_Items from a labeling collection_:
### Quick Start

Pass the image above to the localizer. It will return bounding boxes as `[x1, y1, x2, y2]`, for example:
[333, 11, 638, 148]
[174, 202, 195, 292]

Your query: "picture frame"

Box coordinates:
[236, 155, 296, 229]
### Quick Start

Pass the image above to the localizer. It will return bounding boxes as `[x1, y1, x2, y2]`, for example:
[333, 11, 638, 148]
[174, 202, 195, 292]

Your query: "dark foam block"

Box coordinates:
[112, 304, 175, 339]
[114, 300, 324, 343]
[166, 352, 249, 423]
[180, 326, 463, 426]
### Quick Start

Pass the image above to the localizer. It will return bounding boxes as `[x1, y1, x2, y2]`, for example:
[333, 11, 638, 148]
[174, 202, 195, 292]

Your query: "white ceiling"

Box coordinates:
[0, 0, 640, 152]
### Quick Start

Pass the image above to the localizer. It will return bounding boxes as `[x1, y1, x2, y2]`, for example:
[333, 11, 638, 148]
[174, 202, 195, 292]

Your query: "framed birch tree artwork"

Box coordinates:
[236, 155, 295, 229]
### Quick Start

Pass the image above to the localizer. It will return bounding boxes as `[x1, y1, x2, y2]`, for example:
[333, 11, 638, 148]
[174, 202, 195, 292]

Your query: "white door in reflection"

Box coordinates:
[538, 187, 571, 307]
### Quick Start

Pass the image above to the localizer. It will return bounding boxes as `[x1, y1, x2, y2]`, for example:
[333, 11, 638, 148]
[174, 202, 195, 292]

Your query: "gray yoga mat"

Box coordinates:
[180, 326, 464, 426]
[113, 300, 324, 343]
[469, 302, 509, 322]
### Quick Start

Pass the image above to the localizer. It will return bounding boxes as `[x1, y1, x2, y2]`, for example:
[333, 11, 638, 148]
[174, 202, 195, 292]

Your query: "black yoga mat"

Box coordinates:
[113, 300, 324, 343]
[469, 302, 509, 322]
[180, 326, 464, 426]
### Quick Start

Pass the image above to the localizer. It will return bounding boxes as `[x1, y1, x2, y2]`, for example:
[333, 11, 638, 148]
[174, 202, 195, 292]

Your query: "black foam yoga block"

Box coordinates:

_What is required_:
Replace "localizer" with "detector" throughout the items above, leaving every other part unchanged.

_Output of the exercise_:
### Quick Start

Pass the image above to the detector. It will return bounding boxes as `[x1, y1, x2, y2]`, for example:
[333, 11, 638, 148]
[174, 202, 195, 292]

Your query: "picture frame"

Box coordinates:
[236, 155, 296, 229]
### Quick Start

Pass the image above to the detector. It will return bounding boxes as `[x1, y1, x2, y2]`, for example:
[333, 11, 638, 148]
[174, 202, 195, 292]

Your query: "dark foam block"

Box coordinates:
[112, 304, 175, 339]
[114, 300, 324, 343]
[166, 352, 249, 423]
[180, 326, 463, 426]
### Quick Start

Pass the image above to the detector. It will return bounding boxes as `[x1, y1, x2, y2]`, for example:
[333, 11, 638, 148]
[174, 202, 195, 292]

Your query: "white ceiling"

Box coordinates:
[0, 0, 640, 152]
### Quick Start

Pass the image above to the detector. It will return bounding boxes as `[x1, y1, x2, y2]`, for example:
[333, 11, 638, 148]
[174, 202, 195, 292]

Your query: "framed birch tree artwork"

Box coordinates:
[236, 155, 295, 229]
### Quick Start

Pass the image above to the detector. It will return bounding boxes as `[x1, y1, x2, y2]`, for example:
[333, 11, 638, 148]
[174, 202, 195, 292]

Your query: "white door in reflection"

Box coordinates:
[538, 187, 571, 307]
### Quick Start

Pass the image above to the detector. It will return bounding boxes as `[x1, y1, x2, y2]`, for example:
[333, 11, 638, 148]
[174, 202, 195, 292]

Your query: "gray yoga mat"

Box coordinates:
[180, 326, 464, 426]
[113, 300, 324, 343]
[469, 302, 509, 322]
### Quick Start

Pass the image above to the detector. It will return bounding boxes as `[x1, y1, x2, y2]`, for example:
[333, 11, 638, 148]
[174, 202, 195, 292]

Your query: "black yoga mat"

Box coordinates:
[113, 300, 324, 343]
[469, 302, 509, 322]
[180, 326, 464, 426]
### Quick Start

Pass the image above to the detector. It will return bounding boxes as `[x1, y1, x2, y2]`, for example:
[333, 11, 638, 148]
[174, 202, 195, 292]

Your query: "black foam yoga block"

Box coordinates:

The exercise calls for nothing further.